Trabajo solicitado: Por favor, filtra las entradas de abajo y copia cada línea que contenga la palabra "chrome". Las mayúsculas y minúsculas cuentan.

▬▬▬

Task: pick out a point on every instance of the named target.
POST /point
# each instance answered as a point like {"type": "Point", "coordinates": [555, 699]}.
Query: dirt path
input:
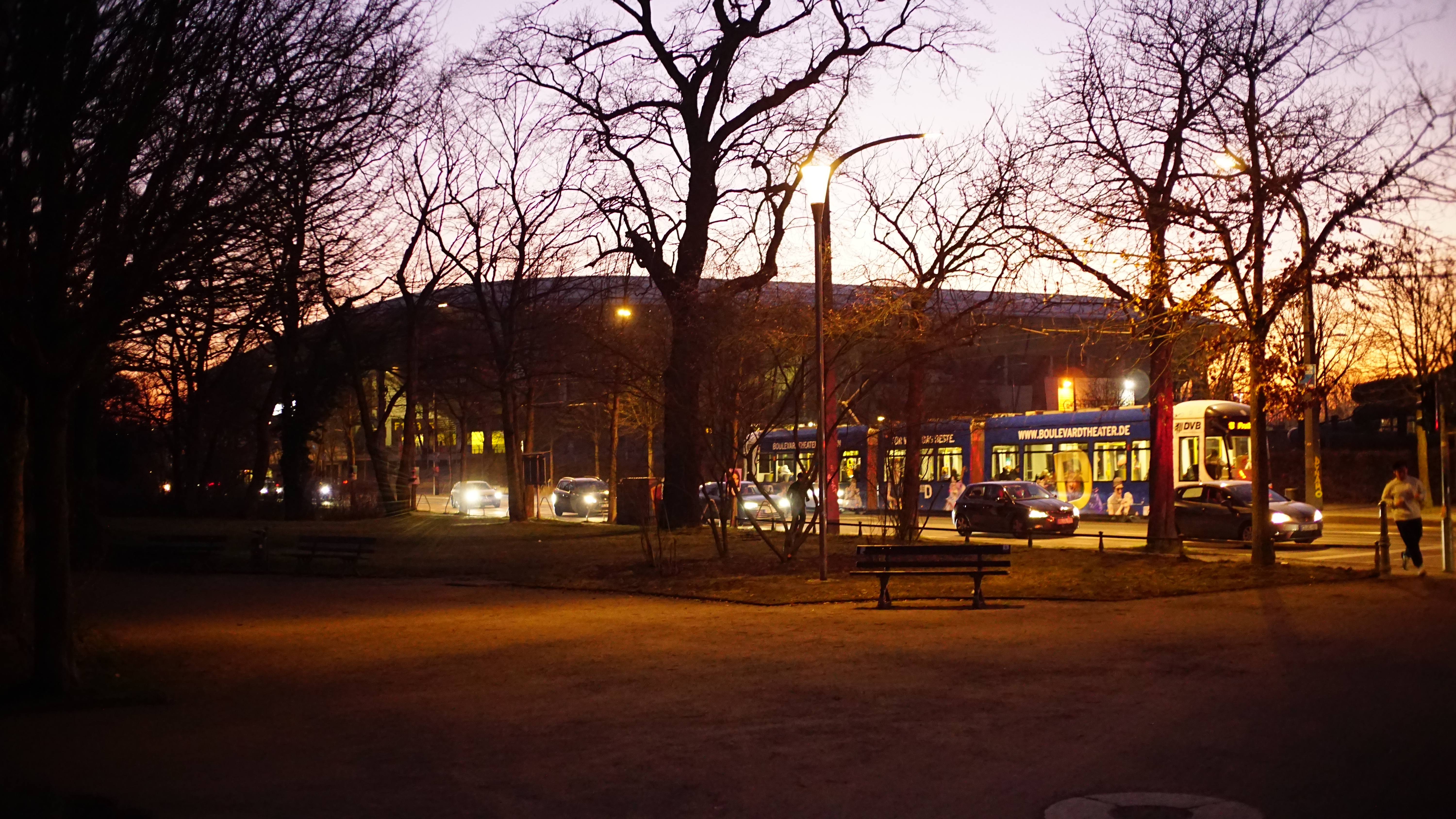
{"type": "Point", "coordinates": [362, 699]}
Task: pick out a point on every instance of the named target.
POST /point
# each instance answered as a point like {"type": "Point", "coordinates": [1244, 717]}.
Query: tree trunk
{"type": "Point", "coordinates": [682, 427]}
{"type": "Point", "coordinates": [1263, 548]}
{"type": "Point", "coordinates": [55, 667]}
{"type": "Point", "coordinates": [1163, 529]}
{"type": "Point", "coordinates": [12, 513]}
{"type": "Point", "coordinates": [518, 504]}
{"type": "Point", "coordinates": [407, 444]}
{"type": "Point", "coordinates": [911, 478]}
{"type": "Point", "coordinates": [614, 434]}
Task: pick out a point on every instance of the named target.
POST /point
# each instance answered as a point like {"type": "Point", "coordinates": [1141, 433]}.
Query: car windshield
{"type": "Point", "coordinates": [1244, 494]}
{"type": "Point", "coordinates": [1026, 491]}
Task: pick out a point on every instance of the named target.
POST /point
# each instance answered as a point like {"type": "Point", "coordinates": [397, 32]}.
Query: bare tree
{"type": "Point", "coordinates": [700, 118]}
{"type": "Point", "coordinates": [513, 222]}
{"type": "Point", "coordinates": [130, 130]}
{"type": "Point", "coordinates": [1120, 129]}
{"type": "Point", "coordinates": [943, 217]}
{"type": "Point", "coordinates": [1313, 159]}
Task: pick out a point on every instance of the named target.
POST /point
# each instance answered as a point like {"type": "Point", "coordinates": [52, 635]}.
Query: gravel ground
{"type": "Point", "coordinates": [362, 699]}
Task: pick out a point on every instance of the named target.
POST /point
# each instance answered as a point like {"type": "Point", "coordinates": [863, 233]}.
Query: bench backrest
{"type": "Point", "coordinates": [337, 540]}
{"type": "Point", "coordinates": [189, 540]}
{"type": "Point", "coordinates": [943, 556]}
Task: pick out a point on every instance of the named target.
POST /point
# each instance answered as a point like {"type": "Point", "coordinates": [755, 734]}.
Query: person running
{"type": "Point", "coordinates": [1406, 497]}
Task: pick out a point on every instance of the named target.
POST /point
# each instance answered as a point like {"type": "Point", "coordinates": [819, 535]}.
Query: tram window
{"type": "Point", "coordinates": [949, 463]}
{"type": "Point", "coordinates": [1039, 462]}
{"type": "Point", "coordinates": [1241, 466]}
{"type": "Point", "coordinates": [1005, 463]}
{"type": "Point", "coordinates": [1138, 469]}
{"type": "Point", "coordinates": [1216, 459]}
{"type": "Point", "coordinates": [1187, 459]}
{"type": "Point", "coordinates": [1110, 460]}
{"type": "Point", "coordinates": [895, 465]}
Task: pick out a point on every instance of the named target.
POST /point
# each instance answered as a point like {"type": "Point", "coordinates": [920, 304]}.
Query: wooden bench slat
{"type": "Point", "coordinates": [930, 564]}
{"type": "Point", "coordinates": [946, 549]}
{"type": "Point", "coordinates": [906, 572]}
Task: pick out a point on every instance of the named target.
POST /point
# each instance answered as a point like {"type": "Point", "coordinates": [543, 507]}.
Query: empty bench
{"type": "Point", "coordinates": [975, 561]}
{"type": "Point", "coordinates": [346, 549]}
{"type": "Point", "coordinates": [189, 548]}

▬▬▬

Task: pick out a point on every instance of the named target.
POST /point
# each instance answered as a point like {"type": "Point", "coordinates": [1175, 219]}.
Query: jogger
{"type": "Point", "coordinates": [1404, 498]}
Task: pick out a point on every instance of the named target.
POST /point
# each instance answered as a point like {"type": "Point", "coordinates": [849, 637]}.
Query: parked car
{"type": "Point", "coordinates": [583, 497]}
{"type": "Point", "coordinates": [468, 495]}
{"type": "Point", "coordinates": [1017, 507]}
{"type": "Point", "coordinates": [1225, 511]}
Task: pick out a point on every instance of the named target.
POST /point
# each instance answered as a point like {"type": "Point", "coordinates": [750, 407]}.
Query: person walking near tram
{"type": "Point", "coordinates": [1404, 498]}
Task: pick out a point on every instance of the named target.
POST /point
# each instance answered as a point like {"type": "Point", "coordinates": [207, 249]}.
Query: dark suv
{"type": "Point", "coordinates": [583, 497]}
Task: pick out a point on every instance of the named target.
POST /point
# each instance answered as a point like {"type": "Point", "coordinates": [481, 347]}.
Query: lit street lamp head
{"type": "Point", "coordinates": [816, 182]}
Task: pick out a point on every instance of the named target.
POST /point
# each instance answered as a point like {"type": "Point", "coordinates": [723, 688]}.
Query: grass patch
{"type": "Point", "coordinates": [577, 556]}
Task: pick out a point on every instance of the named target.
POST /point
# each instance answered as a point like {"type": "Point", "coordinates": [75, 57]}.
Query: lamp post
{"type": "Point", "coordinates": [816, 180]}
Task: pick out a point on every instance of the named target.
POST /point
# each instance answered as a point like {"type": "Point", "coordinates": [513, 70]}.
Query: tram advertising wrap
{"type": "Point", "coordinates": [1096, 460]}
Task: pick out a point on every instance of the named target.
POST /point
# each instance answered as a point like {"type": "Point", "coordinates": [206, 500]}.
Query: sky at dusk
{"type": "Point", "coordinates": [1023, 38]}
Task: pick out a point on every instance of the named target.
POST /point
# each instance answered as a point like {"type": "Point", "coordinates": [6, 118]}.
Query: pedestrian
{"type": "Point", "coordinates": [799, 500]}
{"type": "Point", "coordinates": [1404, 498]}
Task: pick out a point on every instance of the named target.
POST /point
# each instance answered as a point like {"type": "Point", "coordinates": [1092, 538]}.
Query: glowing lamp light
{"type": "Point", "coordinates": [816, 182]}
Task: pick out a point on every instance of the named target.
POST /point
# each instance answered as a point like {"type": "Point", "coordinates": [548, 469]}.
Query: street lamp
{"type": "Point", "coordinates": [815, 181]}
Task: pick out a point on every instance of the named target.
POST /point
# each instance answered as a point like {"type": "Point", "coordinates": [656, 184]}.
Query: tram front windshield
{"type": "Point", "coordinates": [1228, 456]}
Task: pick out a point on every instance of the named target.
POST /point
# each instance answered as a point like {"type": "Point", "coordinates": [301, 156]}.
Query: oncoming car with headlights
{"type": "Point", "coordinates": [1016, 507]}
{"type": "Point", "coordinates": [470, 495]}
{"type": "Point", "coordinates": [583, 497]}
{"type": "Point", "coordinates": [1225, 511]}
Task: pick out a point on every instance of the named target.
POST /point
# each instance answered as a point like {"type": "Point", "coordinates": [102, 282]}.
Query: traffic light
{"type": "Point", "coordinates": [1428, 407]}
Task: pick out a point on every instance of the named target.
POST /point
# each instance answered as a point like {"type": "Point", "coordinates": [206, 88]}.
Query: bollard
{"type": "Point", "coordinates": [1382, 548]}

▬▬▬

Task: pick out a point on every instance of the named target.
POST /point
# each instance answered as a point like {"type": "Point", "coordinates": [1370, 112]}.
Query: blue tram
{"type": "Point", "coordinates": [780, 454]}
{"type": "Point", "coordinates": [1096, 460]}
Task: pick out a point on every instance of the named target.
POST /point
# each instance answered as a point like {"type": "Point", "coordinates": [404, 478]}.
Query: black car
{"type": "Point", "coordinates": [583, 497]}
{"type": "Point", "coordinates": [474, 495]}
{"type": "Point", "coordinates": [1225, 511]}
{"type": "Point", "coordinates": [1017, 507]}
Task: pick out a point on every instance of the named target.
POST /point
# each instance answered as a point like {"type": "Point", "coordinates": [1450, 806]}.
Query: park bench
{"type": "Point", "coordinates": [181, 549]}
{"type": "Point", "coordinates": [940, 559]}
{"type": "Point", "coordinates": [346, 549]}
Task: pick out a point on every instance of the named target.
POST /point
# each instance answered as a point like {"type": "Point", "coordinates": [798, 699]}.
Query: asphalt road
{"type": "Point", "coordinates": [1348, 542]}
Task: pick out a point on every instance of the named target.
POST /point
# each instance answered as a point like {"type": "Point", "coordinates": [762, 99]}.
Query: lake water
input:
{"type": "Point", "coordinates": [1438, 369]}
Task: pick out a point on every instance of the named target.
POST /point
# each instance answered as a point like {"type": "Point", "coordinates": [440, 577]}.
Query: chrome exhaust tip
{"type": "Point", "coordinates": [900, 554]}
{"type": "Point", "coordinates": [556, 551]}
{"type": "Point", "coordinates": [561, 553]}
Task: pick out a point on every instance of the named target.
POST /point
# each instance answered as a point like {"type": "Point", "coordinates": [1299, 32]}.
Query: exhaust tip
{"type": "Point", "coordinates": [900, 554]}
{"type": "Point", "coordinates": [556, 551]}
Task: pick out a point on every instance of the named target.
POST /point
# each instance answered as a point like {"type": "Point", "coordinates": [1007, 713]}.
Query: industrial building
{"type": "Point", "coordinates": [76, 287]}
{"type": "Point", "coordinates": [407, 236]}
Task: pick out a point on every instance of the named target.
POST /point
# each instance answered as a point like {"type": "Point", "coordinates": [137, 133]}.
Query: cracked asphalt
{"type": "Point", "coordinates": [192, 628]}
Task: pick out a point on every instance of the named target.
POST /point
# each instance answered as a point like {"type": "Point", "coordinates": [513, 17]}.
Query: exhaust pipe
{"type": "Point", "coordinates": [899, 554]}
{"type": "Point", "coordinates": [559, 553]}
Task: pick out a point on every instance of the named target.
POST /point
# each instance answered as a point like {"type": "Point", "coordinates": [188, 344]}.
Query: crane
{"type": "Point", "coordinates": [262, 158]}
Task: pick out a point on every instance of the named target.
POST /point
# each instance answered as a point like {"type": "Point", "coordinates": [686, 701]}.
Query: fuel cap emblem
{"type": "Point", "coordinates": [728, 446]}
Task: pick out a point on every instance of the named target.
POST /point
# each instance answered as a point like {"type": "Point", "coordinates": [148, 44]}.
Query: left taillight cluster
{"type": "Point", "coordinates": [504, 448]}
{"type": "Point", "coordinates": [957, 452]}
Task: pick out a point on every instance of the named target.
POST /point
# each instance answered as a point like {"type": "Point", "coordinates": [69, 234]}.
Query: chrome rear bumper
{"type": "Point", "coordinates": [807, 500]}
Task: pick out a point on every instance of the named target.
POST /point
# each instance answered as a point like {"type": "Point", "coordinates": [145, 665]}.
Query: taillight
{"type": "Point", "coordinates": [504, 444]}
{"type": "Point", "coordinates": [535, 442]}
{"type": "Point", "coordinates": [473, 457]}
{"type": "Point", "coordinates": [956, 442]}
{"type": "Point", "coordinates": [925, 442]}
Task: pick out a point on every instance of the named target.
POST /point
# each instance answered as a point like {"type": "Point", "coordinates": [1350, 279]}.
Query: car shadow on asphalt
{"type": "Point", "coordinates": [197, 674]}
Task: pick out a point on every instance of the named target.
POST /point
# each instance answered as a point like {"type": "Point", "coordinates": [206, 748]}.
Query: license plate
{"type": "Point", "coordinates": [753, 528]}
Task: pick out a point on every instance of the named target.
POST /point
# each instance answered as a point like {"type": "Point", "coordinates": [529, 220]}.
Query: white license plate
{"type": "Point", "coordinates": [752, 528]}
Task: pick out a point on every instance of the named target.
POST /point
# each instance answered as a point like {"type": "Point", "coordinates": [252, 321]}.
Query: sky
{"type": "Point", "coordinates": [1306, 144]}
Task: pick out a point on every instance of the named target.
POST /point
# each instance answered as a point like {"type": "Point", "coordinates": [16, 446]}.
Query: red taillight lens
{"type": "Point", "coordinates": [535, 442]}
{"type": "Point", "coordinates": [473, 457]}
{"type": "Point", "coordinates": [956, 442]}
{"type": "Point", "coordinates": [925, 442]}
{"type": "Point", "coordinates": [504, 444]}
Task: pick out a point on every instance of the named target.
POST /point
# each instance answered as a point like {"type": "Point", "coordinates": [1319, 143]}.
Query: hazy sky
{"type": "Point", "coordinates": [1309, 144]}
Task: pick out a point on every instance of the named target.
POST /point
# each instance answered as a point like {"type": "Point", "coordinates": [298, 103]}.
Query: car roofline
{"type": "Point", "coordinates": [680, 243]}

▬▬▬

Resultado del ejercicio:
Query: chrome exhaust tip
Query: chrome rear bumper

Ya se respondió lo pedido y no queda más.